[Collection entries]
════════════════

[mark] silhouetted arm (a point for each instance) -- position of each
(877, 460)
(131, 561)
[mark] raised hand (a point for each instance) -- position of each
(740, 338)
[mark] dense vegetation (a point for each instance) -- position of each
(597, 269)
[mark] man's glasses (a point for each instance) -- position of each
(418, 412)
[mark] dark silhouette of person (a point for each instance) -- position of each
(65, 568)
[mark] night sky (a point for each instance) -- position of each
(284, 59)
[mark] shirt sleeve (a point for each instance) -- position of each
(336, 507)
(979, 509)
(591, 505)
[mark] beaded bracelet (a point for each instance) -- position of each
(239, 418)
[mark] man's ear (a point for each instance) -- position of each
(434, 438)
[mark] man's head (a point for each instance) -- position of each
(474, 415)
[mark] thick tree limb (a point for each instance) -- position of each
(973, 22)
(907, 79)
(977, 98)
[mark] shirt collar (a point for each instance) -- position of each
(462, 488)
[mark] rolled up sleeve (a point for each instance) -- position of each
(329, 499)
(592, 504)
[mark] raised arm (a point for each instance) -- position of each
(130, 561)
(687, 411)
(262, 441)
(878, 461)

════════════════

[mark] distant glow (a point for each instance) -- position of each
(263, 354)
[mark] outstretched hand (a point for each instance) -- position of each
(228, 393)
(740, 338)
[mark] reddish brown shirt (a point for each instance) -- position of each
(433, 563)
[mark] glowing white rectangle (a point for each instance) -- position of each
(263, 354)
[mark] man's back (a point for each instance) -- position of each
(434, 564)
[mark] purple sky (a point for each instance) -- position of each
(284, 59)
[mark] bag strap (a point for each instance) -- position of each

════════════════

_What is being asked_.
Retype the records above, from the line with "[mark] man's back" to the line with "[mark] bag strap", keeping every line the same.

_Response_.
[mark] man's back (a point for each instance) -- position of each
(434, 564)
[mark] purple sky (a point for each instance) -- position of each
(284, 59)
[mark] bag strap (a point for each instance) -- position of each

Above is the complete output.